Directions:
Please output the rows unchanged, beginning at the line that contains "Can you find the grass" and stopping after the line that contains "pixel 277 135".

Information shown:
'''

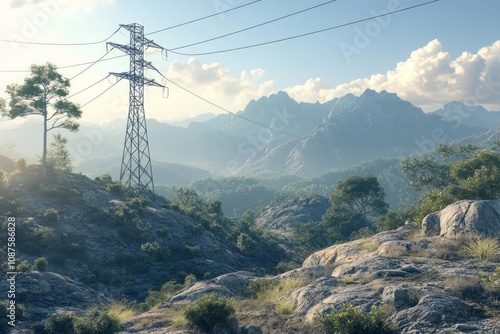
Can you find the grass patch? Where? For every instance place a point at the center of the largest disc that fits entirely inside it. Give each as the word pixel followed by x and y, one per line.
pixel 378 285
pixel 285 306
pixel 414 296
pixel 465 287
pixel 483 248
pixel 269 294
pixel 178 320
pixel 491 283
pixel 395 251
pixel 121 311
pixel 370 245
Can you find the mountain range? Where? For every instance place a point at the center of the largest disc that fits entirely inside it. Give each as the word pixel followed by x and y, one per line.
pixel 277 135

'''
'''

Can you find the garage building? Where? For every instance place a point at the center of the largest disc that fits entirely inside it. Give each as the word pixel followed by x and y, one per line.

'''
'''

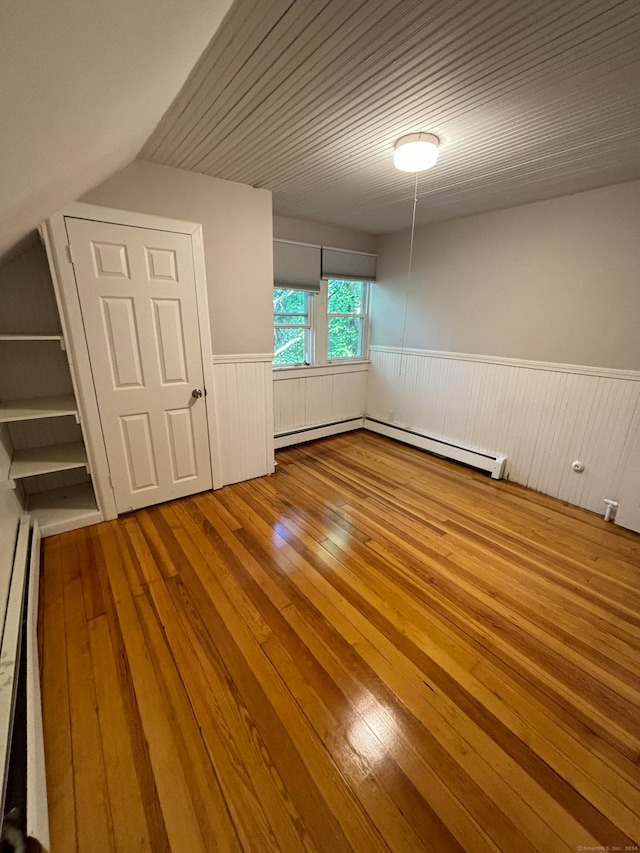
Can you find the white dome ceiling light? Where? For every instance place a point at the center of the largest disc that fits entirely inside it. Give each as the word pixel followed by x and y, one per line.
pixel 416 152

'''

Task output:
Can you find the grass patch? Where? For every instance place a point at the center of the largest disc that fits entirely inside it. Give each as the word pixel followed by x and y, one per line.
pixel 378 285
pixel 285 306
pixel 414 296
pixel 465 287
pixel 483 248
pixel 269 294
pixel 178 320
pixel 491 283
pixel 395 251
pixel 121 311
pixel 370 245
Can you find the mountain range? Where? For every instance place a point at the center of the largest disc that fits entirely inside it. Give each as the word pixel followed by x and y, one per line.
pixel 277 135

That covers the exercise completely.